**INSTRUCTIONS FOR THE TASK:** Reproduce each of the following records verbatim, line by line and without any alteration.
□ □ □
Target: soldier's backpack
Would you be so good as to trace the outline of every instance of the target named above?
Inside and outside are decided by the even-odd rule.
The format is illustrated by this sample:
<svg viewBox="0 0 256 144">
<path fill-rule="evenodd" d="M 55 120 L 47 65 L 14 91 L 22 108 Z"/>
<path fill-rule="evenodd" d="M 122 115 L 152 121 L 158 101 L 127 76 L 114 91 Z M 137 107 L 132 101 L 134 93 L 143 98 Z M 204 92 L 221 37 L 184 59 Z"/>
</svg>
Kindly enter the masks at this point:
□ □ □
**SOLUTION FOR THIS EXERCISE:**
Target: soldier's backpack
Would you be so good as to trace the outline of every instance of the target named above?
Inside and outside are decided by the even-odd rule.
The format is illustrated by this sample:
<svg viewBox="0 0 256 144">
<path fill-rule="evenodd" d="M 55 120 L 47 65 L 14 91 L 22 108 Z"/>
<path fill-rule="evenodd" d="M 122 115 L 152 121 L 158 101 L 127 76 L 114 91 Z M 137 107 L 132 101 L 134 93 L 143 98 Z M 204 92 L 221 37 L 184 59 Z"/>
</svg>
Kindly enter the masks at this point:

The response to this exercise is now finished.